• **Task instructions**
Return every line of the material below that contains the string "branch". Case counts when matching.

• **Dataset**

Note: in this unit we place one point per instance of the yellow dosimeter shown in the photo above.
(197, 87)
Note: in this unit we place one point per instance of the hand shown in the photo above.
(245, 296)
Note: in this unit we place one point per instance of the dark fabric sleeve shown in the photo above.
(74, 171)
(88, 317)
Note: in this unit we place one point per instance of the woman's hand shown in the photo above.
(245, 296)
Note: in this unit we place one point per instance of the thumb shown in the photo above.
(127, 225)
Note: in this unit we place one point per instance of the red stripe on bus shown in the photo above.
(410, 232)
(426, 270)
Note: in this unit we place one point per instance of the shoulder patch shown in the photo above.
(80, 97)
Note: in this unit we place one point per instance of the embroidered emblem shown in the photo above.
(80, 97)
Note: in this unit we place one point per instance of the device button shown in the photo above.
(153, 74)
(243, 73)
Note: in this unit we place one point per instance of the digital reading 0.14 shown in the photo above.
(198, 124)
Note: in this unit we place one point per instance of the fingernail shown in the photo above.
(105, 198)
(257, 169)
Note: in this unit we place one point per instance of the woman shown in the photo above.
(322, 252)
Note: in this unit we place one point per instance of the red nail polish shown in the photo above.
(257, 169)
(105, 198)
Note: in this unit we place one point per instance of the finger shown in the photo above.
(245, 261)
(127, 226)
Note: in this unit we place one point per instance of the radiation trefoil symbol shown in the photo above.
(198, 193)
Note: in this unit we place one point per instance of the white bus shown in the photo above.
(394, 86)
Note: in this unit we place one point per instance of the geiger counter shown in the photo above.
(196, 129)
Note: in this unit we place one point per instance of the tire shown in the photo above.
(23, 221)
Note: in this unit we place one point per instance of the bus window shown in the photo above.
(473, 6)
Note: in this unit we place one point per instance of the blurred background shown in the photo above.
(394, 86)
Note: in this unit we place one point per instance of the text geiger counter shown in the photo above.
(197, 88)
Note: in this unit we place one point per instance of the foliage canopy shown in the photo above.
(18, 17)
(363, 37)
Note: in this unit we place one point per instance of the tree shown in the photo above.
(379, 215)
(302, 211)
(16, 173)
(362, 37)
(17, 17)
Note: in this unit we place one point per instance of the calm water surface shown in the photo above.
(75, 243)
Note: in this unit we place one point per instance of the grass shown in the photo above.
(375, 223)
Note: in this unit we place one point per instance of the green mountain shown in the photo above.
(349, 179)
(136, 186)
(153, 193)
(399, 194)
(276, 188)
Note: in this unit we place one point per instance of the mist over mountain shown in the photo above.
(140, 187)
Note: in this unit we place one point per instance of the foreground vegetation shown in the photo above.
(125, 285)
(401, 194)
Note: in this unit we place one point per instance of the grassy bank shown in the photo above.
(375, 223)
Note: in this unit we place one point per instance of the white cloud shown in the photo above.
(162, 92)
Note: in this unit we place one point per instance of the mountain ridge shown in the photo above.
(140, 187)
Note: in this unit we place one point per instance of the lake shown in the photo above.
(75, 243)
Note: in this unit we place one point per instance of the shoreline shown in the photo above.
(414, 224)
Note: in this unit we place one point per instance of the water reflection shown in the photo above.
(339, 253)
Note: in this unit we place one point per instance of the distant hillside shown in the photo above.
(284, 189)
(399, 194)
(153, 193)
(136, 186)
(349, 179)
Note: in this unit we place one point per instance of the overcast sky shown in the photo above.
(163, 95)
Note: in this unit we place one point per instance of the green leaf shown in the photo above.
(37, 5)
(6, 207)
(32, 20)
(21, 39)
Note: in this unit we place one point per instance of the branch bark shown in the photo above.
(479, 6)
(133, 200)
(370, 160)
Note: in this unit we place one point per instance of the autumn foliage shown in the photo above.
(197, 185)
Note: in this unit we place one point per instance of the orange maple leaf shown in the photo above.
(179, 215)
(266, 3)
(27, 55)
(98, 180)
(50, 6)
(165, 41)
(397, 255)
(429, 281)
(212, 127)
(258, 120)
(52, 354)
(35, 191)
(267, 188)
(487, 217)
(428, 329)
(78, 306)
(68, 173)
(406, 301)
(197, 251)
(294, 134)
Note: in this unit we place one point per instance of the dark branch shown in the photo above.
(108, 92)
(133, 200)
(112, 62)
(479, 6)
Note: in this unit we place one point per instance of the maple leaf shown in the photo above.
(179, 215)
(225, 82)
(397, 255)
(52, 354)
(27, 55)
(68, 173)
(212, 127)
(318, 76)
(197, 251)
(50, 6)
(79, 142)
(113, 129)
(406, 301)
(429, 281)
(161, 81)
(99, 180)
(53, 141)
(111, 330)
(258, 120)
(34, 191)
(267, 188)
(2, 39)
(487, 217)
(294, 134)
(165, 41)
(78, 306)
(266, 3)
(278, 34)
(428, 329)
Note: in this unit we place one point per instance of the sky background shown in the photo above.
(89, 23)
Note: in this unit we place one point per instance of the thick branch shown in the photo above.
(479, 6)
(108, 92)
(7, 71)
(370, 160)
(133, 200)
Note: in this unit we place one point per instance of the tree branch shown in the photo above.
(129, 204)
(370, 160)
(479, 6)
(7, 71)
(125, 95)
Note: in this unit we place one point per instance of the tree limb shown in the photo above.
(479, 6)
==
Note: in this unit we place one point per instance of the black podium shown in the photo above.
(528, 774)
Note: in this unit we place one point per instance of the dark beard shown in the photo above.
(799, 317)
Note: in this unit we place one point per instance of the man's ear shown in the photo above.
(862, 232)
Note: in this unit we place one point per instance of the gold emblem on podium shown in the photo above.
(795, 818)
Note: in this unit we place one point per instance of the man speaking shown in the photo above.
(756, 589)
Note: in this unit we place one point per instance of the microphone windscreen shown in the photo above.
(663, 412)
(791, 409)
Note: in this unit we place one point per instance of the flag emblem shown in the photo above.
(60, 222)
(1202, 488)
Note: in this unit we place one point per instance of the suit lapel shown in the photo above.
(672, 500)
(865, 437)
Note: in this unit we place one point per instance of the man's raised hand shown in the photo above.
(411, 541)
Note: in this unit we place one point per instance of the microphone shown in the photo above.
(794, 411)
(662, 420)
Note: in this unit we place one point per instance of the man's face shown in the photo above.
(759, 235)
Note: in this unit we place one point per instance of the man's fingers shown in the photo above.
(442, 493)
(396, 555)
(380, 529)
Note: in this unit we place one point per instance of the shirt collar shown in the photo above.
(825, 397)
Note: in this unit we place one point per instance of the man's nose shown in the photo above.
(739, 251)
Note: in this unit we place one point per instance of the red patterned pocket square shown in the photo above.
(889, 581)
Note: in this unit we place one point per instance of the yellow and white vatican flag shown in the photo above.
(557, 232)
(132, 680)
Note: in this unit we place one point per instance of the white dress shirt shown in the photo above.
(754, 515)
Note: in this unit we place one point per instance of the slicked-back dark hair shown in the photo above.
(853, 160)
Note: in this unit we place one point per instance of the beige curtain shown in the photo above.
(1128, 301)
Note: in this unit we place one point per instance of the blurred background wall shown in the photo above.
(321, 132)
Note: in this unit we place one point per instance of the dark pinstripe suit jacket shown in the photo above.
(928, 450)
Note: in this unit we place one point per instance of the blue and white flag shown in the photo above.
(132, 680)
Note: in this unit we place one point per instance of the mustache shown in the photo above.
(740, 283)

• **Written answer**
Note: in this unit we place one point per instance of the branch bark shown in the photo above.
Note: in this unit we place one point per instance of the dark branch shown in the photo above.
Note: in this unit we place one point per instance of the thick branch shown in the photo above.
Note: in this unit we place one point per instance of the tree branch shown in the photo above.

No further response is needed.